● **DIRECTION**: Extract, exactly as written, all lines of the material below from the line that includes "Verify that every instance of the road" through its last line.

Data items:
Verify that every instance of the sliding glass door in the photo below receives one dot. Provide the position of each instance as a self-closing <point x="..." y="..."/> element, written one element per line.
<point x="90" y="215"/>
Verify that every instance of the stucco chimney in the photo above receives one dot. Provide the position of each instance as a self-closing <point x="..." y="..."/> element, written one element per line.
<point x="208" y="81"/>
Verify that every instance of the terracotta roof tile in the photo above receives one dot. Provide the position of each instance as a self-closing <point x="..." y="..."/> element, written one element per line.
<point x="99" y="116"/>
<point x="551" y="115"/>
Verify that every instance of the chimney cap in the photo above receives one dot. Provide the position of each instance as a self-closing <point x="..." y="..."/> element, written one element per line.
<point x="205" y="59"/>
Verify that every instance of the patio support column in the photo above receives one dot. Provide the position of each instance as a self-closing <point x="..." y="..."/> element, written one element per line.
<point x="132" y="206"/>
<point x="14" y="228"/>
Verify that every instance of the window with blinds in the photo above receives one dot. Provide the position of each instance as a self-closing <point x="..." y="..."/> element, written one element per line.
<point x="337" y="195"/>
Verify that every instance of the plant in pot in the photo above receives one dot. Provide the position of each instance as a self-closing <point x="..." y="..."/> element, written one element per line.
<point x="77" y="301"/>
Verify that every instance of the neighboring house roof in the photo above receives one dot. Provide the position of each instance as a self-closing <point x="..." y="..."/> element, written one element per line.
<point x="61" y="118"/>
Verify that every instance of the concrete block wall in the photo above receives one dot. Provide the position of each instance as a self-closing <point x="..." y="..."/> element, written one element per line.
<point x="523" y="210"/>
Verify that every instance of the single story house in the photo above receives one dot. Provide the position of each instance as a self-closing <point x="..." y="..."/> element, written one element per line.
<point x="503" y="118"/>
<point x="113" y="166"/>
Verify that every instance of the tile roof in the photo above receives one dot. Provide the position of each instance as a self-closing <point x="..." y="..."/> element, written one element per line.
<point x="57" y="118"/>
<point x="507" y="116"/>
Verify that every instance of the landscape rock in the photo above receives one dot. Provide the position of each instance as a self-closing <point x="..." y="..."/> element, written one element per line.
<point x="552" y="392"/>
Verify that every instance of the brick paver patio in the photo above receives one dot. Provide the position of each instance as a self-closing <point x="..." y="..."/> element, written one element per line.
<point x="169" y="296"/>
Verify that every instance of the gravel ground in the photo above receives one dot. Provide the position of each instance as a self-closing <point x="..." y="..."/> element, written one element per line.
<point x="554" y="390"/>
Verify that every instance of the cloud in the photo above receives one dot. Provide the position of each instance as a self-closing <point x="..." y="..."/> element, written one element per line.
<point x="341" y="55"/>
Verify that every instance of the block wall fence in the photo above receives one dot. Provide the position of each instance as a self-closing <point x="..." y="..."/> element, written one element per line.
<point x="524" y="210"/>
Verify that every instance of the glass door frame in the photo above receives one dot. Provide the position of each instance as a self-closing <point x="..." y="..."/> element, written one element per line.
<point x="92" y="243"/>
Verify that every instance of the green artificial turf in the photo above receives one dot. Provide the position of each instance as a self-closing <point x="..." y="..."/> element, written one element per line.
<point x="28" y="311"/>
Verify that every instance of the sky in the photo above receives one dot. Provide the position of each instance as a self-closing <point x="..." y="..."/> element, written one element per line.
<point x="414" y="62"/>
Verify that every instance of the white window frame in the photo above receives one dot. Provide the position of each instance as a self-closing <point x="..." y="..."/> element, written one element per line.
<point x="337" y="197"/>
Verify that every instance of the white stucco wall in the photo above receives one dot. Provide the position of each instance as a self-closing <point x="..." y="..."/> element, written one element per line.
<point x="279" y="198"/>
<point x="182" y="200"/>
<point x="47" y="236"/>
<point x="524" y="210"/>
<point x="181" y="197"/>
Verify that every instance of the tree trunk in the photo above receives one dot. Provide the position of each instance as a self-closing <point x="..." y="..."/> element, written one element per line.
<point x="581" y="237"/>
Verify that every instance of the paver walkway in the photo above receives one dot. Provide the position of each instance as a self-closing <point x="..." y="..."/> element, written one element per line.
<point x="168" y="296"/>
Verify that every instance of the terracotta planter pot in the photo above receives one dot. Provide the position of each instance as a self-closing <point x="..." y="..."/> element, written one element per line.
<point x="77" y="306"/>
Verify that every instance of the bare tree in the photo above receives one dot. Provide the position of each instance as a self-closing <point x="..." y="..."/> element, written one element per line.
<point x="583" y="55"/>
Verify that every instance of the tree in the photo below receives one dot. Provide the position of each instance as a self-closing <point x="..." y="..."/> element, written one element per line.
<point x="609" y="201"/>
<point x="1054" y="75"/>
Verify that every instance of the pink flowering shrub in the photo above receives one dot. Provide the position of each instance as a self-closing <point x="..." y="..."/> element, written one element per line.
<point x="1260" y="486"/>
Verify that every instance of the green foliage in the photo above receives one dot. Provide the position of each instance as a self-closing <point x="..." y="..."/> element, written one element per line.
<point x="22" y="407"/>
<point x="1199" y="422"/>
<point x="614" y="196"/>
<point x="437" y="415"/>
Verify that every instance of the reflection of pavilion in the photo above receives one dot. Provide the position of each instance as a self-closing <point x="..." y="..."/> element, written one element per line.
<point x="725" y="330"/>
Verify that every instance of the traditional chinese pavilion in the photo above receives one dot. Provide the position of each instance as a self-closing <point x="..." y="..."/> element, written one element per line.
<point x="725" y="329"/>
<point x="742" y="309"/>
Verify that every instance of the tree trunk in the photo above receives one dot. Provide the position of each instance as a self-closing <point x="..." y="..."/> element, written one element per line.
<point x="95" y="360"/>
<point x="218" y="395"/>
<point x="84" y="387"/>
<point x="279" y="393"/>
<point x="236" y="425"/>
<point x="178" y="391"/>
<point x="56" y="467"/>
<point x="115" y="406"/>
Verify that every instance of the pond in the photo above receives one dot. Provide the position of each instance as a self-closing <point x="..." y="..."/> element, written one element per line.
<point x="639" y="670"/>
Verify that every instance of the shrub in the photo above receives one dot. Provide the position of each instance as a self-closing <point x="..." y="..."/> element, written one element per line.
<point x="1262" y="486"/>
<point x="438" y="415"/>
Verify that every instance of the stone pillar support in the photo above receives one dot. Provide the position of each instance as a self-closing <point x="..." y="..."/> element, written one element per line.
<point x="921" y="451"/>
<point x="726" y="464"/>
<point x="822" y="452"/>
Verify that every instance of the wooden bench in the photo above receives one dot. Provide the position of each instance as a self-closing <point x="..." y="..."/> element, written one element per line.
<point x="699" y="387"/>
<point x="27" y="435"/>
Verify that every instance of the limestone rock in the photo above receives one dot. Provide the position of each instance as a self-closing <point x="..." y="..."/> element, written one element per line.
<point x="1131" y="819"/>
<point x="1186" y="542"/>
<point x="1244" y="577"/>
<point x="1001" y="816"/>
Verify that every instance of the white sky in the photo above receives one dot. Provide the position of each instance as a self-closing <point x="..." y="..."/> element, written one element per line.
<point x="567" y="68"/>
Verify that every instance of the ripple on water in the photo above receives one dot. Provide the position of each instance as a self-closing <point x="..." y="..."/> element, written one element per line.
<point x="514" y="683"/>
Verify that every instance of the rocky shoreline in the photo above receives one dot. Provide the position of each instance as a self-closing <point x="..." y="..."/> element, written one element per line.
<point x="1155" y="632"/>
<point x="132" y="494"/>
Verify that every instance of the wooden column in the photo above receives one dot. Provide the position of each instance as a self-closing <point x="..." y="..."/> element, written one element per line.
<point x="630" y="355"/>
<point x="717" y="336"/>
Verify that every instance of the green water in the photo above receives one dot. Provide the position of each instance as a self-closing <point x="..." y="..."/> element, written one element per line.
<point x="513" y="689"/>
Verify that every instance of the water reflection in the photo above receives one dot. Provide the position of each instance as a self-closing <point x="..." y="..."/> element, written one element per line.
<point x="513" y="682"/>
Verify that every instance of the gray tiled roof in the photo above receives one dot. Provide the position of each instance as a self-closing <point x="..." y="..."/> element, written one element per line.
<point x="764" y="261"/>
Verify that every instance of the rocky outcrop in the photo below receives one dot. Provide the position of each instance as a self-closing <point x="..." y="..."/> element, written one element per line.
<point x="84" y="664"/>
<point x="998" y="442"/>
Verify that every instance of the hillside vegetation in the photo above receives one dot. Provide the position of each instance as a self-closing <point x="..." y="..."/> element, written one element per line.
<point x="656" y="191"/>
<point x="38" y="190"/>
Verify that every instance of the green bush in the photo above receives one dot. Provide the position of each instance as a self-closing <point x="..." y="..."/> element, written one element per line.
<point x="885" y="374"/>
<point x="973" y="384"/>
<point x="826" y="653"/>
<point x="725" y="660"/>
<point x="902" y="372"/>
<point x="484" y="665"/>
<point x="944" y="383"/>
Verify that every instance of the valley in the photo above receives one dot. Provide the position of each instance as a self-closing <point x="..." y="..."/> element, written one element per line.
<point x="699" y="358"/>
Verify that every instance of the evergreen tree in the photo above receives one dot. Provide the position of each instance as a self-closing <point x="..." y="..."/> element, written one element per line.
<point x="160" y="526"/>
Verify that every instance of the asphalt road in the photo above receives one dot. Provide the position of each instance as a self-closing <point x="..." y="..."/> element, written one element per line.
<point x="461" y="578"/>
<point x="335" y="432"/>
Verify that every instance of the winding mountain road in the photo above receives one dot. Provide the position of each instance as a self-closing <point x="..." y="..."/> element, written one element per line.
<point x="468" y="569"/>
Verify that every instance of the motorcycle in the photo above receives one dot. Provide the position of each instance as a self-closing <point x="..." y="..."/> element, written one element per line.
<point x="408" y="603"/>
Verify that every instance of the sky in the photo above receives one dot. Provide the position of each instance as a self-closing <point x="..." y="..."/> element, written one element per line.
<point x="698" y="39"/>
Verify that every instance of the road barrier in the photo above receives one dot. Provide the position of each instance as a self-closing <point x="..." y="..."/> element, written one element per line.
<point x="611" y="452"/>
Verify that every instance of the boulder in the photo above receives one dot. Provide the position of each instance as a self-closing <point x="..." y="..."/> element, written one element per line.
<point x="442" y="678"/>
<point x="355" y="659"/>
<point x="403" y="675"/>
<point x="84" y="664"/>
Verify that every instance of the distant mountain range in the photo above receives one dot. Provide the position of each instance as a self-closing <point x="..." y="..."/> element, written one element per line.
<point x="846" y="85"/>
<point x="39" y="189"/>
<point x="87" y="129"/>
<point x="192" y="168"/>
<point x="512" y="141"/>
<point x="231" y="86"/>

● **SOLUTION**:
Verify that every instance of the road barrier in the photo above receives one dot. Provide the position of each instance as a self-closing <point x="..." y="..."/> element, written one element per line.
<point x="611" y="452"/>
Verify that every instance of the boulder in the photo above receives one dot. Provide the position of each instance as a self-closing <point x="..." y="..."/> element, written one element per line.
<point x="442" y="678"/>
<point x="355" y="659"/>
<point x="403" y="675"/>
<point x="84" y="664"/>
Verify that every instance of the distant mountain range in the photo above receives one dot. Provide the position of each instance as a self-closing <point x="..." y="..."/> element, written one element per line.
<point x="846" y="85"/>
<point x="39" y="189"/>
<point x="87" y="129"/>
<point x="192" y="168"/>
<point x="512" y="141"/>
<point x="231" y="86"/>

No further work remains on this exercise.